▶ [Problem]
Pick out and copy every line of the records that contains the string "crane", matching case exactly.

▶ [Supplied records]
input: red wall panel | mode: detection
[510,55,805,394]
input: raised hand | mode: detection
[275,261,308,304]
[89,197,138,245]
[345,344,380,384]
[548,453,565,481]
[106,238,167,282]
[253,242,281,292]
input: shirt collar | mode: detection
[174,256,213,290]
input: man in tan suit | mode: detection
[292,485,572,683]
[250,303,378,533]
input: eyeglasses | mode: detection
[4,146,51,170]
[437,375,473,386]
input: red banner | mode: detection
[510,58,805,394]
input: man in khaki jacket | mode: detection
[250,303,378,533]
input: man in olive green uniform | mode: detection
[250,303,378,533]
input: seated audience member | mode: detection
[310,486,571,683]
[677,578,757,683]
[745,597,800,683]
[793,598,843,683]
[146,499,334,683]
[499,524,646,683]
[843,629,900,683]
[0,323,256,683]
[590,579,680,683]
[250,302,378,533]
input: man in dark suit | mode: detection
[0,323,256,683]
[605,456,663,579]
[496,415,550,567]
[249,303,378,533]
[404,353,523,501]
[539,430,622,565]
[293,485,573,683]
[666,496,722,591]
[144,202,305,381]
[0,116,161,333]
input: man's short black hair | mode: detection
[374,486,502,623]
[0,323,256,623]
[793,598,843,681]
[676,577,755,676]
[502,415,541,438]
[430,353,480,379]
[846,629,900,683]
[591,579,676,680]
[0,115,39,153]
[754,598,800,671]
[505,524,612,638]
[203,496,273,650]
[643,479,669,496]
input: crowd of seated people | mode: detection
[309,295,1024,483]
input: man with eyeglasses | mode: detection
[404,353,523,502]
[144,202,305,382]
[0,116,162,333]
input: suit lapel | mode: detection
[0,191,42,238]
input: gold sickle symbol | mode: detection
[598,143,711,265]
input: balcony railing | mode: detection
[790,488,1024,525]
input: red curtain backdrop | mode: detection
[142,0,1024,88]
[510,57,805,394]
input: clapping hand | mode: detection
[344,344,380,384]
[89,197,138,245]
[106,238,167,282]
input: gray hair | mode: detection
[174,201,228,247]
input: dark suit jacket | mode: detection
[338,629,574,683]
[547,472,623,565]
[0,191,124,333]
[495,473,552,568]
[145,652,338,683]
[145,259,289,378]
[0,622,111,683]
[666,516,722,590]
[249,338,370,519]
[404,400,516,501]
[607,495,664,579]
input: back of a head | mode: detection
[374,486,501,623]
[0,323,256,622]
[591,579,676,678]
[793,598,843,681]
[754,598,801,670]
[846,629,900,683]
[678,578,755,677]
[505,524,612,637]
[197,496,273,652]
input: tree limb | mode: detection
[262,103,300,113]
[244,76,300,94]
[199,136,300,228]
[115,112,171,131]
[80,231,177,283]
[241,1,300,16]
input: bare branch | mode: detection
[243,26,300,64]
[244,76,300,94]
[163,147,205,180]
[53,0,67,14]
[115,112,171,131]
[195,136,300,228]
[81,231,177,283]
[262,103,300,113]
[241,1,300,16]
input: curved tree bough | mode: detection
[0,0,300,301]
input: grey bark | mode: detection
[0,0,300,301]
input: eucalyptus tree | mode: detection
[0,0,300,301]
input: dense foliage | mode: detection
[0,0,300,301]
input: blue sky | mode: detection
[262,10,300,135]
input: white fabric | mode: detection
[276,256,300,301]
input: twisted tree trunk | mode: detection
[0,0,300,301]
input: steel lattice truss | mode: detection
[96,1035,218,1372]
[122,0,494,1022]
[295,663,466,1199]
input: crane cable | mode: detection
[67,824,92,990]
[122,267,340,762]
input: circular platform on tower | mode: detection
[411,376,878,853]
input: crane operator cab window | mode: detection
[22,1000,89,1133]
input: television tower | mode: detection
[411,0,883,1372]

▶ [Solution for this task]
input: crane cable | mode: detection
input: crane operator cab window | mode: detection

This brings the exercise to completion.